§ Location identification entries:
++++++++++
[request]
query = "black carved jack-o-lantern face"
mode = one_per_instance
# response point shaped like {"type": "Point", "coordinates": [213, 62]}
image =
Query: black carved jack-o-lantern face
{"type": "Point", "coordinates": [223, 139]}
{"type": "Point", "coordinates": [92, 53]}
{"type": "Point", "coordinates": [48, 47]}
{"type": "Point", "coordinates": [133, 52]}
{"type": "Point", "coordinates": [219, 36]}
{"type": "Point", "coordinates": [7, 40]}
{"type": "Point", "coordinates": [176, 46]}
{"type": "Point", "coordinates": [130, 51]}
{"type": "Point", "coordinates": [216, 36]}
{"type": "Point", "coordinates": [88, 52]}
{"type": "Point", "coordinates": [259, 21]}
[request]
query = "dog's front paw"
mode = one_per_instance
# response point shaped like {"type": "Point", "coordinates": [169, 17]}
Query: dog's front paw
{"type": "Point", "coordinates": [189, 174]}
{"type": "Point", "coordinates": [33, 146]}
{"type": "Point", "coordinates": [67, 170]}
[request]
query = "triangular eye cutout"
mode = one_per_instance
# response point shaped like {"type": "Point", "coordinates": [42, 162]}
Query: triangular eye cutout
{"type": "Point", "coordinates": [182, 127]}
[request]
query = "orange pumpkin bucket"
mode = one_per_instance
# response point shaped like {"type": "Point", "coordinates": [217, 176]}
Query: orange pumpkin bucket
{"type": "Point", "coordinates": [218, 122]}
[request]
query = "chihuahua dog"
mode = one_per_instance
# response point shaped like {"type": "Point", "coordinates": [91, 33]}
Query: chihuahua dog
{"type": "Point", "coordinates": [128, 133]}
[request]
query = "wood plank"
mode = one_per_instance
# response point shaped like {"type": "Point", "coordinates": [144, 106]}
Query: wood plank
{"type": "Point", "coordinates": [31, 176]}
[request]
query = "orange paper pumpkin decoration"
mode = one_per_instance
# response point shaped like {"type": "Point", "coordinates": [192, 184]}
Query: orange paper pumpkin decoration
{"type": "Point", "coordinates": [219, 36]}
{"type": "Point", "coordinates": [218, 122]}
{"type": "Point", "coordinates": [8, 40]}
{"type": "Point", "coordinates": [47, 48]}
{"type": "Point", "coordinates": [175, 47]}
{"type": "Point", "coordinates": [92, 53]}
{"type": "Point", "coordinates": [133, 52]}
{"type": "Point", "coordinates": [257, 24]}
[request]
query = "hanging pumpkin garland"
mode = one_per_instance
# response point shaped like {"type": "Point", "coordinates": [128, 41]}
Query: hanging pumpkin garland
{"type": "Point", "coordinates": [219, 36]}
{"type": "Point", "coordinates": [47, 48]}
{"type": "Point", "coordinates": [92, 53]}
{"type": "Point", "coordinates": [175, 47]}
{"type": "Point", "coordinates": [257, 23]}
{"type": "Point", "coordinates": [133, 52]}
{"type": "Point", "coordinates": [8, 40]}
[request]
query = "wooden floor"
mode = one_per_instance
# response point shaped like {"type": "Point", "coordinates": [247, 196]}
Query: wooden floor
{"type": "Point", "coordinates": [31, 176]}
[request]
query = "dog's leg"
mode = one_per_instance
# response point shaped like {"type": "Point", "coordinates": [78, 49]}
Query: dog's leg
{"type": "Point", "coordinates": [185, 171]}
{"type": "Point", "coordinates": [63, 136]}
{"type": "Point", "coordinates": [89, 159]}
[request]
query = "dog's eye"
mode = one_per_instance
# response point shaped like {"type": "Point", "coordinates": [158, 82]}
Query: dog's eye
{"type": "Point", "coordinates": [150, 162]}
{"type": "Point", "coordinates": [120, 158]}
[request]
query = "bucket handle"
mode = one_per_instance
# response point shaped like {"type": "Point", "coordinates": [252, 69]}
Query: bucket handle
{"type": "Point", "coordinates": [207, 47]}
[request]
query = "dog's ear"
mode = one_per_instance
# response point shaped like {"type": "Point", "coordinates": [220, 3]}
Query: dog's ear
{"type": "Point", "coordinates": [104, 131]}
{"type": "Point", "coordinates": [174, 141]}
++++++++++
§ Task to complete:
Working from the material above, retype it in its entirety without change.

§ Solution:
[request]
query = "black carved jack-o-lantern face"
mode = one_per_instance
# response point shaped like {"type": "Point", "coordinates": [213, 62]}
image =
Query: black carved jack-o-lantern face
{"type": "Point", "coordinates": [223, 139]}
{"type": "Point", "coordinates": [92, 53]}
{"type": "Point", "coordinates": [48, 47]}
{"type": "Point", "coordinates": [133, 52]}
{"type": "Point", "coordinates": [219, 36]}
{"type": "Point", "coordinates": [7, 40]}
{"type": "Point", "coordinates": [176, 46]}
{"type": "Point", "coordinates": [130, 51]}
{"type": "Point", "coordinates": [216, 36]}
{"type": "Point", "coordinates": [88, 52]}
{"type": "Point", "coordinates": [259, 21]}
[request]
query = "dog's front paw"
mode = one_per_instance
# response point shaped like {"type": "Point", "coordinates": [169, 17]}
Query: dog's front paw
{"type": "Point", "coordinates": [189, 174]}
{"type": "Point", "coordinates": [33, 146]}
{"type": "Point", "coordinates": [67, 170]}
[request]
query = "triangular eye cutout"
mode = one_per_instance
# response point shaped like {"type": "Point", "coordinates": [42, 162]}
Query: triangular eye cutout
{"type": "Point", "coordinates": [182, 127]}
[request]
query = "orange pumpkin bucket"
mode = one_per_instance
# response point shaped like {"type": "Point", "coordinates": [217, 176]}
Query: orange pumpkin bucket
{"type": "Point", "coordinates": [218, 122]}
[request]
query = "chihuahua dog"
mode = one_per_instance
# response point shaped like {"type": "Point", "coordinates": [91, 33]}
Query: chihuahua dog
{"type": "Point", "coordinates": [128, 133]}
[request]
query = "wood plank"
mode = one_per_instance
# response point shaped like {"type": "Point", "coordinates": [144, 106]}
Query: wood plank
{"type": "Point", "coordinates": [31, 176]}
[request]
query = "orange paper pumpkin decoration"
mode = one_per_instance
# response point shaped like {"type": "Point", "coordinates": [192, 184]}
Query: orange paper pumpkin decoration
{"type": "Point", "coordinates": [219, 36]}
{"type": "Point", "coordinates": [218, 122]}
{"type": "Point", "coordinates": [8, 40]}
{"type": "Point", "coordinates": [47, 48]}
{"type": "Point", "coordinates": [175, 47]}
{"type": "Point", "coordinates": [92, 53]}
{"type": "Point", "coordinates": [133, 52]}
{"type": "Point", "coordinates": [257, 24]}
[request]
query = "hanging pumpkin garland"
mode = one_per_instance
# response point shaped like {"type": "Point", "coordinates": [128, 41]}
Query: hanging pumpkin garland
{"type": "Point", "coordinates": [219, 36]}
{"type": "Point", "coordinates": [47, 48]}
{"type": "Point", "coordinates": [92, 53]}
{"type": "Point", "coordinates": [175, 47]}
{"type": "Point", "coordinates": [257, 23]}
{"type": "Point", "coordinates": [133, 52]}
{"type": "Point", "coordinates": [8, 40]}
[request]
query = "wooden floor"
mode = one_per_instance
# response point shaped like {"type": "Point", "coordinates": [247, 196]}
Query: wooden floor
{"type": "Point", "coordinates": [31, 176]}
[request]
query = "dog's leg"
mode = one_per_instance
# response point shaped like {"type": "Point", "coordinates": [78, 49]}
Query: dog's leg
{"type": "Point", "coordinates": [185, 171]}
{"type": "Point", "coordinates": [63, 136]}
{"type": "Point", "coordinates": [89, 159]}
[request]
query = "dog's eye"
mode = one_per_instance
# response point shaped like {"type": "Point", "coordinates": [158, 82]}
Query: dog's eye
{"type": "Point", "coordinates": [150, 162]}
{"type": "Point", "coordinates": [120, 158]}
[request]
query = "bucket handle"
mode = one_per_instance
# response point shaped like {"type": "Point", "coordinates": [252, 69]}
Query: bucket handle
{"type": "Point", "coordinates": [207, 47]}
[request]
query = "dog's ear"
mode = one_per_instance
# response point shaped like {"type": "Point", "coordinates": [220, 3]}
Query: dog's ear
{"type": "Point", "coordinates": [104, 131]}
{"type": "Point", "coordinates": [174, 141]}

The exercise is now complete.